* TESTO FORNITO:
>>>

I ricordi di infanzia di Martha iniziano dai quattro anni, quando quella mamma così strana la vestiva frettolosamente e la portava con sé al lavoro. I ricordi della bambina sono sfumati e fatti di immagini e sensazioni particolari, come le strane boccette di vetro da cui la donna beveva prima di iniziare il lavoro, il trucco disfatto, i capelli spettinati e la puzza di sigaretta e di sudore a lavoro finito, le stanze d’albergo dove Martha veniva lasciata mentre la mamma incontrava i clienti.

Triste, vero? ma la parte che fa più male arriva dopo, verso i sette anni, quando Martha viene abbandonata. La mamma (non ha un nome, la mamma è la mamma e basta) sparisce senza dire nulla, e a Martha tocca crescere insieme a quel patrigno poco interessato, molto infastidito e per nulla in grado di occuparsi della bambina.

<<<

* RIGHE DI DATI:
>>>

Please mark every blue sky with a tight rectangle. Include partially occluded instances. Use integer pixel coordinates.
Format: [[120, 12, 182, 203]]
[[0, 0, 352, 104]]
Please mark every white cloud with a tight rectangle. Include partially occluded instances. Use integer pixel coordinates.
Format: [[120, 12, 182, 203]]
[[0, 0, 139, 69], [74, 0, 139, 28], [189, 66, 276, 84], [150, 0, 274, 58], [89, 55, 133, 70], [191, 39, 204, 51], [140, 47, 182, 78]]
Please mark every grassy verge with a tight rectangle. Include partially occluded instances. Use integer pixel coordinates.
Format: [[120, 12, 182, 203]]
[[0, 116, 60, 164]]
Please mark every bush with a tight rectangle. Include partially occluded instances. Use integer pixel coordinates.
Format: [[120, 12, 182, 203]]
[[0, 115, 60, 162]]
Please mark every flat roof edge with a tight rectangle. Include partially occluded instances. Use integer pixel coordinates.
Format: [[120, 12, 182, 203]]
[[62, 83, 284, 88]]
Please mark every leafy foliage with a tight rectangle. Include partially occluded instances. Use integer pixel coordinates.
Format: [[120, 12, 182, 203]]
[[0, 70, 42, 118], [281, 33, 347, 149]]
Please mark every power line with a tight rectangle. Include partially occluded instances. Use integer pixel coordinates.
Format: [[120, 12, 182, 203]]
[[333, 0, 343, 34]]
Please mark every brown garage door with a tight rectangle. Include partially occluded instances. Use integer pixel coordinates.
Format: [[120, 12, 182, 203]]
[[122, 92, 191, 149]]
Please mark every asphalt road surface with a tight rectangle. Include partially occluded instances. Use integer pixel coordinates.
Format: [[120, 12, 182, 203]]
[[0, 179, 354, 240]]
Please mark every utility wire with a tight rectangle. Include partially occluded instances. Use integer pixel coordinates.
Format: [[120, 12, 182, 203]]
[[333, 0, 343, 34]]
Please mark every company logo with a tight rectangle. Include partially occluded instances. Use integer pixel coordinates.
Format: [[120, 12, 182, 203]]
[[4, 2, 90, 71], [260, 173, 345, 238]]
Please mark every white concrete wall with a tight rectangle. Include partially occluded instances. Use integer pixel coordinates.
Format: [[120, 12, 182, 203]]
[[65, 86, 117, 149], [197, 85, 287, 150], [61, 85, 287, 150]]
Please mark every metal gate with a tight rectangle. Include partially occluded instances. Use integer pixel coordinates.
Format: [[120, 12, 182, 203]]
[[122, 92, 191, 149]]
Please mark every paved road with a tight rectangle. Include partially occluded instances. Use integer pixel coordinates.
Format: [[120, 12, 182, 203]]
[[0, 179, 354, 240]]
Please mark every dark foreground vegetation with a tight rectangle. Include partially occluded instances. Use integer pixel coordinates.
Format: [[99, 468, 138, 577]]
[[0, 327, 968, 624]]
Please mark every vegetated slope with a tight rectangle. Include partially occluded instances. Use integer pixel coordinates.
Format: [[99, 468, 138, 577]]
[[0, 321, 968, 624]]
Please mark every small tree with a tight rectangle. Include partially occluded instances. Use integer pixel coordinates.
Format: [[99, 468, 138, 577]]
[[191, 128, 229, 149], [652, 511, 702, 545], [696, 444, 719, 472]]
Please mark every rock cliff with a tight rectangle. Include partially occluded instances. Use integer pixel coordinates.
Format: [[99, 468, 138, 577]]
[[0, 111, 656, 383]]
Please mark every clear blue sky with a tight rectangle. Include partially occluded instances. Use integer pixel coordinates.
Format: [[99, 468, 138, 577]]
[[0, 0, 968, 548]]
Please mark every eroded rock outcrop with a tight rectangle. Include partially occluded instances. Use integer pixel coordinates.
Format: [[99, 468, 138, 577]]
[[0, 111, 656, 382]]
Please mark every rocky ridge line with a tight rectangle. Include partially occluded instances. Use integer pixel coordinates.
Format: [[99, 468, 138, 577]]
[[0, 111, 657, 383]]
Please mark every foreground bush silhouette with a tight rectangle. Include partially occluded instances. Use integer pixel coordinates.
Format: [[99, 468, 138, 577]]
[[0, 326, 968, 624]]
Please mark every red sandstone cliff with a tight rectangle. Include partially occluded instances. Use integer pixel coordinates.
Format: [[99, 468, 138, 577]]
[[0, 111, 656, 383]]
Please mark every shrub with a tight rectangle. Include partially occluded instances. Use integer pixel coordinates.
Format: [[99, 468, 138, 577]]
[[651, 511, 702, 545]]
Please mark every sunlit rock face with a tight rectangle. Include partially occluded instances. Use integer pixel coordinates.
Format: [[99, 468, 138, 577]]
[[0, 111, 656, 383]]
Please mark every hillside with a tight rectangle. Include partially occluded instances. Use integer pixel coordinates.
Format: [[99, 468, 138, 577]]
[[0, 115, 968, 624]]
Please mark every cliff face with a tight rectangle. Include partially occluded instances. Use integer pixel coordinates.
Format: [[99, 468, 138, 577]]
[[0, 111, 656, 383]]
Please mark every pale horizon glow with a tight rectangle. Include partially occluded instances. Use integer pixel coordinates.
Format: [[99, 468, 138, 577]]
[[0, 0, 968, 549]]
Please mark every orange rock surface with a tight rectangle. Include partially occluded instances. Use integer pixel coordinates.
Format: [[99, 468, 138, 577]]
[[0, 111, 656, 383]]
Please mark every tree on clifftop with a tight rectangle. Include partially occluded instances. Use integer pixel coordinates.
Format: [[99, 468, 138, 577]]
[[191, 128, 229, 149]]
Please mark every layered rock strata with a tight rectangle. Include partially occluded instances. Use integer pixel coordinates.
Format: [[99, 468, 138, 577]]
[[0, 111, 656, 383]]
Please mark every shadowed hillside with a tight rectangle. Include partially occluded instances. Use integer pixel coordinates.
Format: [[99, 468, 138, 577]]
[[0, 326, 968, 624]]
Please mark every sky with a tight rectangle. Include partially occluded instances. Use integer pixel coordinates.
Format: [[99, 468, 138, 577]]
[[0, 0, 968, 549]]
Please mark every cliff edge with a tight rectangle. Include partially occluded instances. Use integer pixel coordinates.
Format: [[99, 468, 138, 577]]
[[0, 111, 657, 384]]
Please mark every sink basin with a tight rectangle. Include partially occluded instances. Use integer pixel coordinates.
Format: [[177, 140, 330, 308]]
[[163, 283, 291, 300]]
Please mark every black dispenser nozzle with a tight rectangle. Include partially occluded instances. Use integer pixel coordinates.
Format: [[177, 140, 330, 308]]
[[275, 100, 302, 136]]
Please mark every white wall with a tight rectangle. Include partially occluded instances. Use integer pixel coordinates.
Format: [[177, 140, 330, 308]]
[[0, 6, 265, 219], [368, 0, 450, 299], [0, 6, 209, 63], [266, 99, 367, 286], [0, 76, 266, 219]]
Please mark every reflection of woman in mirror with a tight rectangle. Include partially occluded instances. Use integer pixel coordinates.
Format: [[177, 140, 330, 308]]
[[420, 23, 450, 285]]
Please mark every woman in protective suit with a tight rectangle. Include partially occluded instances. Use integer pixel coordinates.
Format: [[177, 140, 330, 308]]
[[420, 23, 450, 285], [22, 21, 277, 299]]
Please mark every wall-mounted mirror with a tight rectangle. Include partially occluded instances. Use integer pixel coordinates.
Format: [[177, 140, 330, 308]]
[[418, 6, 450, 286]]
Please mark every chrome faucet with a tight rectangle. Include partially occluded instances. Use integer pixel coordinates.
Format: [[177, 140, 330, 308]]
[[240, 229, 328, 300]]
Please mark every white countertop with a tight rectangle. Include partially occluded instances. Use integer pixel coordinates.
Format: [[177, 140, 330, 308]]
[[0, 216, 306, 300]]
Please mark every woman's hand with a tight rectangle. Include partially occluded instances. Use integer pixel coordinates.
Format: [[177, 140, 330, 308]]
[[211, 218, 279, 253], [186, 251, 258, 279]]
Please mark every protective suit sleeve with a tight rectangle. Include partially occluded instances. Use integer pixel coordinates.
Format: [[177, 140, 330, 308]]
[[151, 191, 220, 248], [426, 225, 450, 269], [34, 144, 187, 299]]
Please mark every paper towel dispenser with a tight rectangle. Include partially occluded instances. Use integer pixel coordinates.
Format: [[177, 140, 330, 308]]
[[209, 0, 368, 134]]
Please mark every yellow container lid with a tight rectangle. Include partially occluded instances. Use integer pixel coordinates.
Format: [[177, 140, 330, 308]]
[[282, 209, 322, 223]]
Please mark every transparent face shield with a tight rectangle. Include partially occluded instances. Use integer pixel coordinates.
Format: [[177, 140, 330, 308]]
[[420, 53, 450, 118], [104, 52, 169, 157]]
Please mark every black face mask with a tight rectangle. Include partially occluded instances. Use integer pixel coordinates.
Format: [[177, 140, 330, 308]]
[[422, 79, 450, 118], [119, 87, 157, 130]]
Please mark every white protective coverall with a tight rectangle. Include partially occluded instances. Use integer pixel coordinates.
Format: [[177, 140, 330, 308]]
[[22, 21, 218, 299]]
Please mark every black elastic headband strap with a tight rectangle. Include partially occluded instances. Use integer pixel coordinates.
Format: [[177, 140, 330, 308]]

<<<

* OBIETTIVO:
Riprendi per favore il testo sull'infanzia di Martha e proseguilo a partire dall'ultima frase.

* RISPOSTA:
Passano anni faticosi, caratterizzati da improbabili baby sitter, amici immaginari, bullismo subìto, e poi depressione, assenza di autostima e varie forme di autodistruttività, insieme alla rabbia, coltivata dalla ragazza, non solo verso la madre che l’ha abbandonata ma soprattutto nei confronti di quel padre (quello naturale) che Martha non ha mai conosciuto e che considera responsabile per tutto il male sopportato, una volta scoperto che la madre se n’è andata perché aveva contratto l’AIDS durante un rapporto con un cliente avvenuto anni prima, Martha si convince che quel cliente e il padre naturale siano la stessa persona.

E allora Martha va a caccia, ma proprio in senso letterale, armata del fucile del patrigno e dell’agenda appartenuta alla madre e con nomi e indirizzi dei clienti, determinata a scovare e a uccidere l’uomo che aveva dato innesco a quella catena disastrosa di eventi.

Lo svelamento della trama finisce qui, in modo da non rovinare il piacere della lettura, ma posso dire che da questo momento la storia procede a ritmo sostenuto fino a raggiungere un epilogo inaspettato.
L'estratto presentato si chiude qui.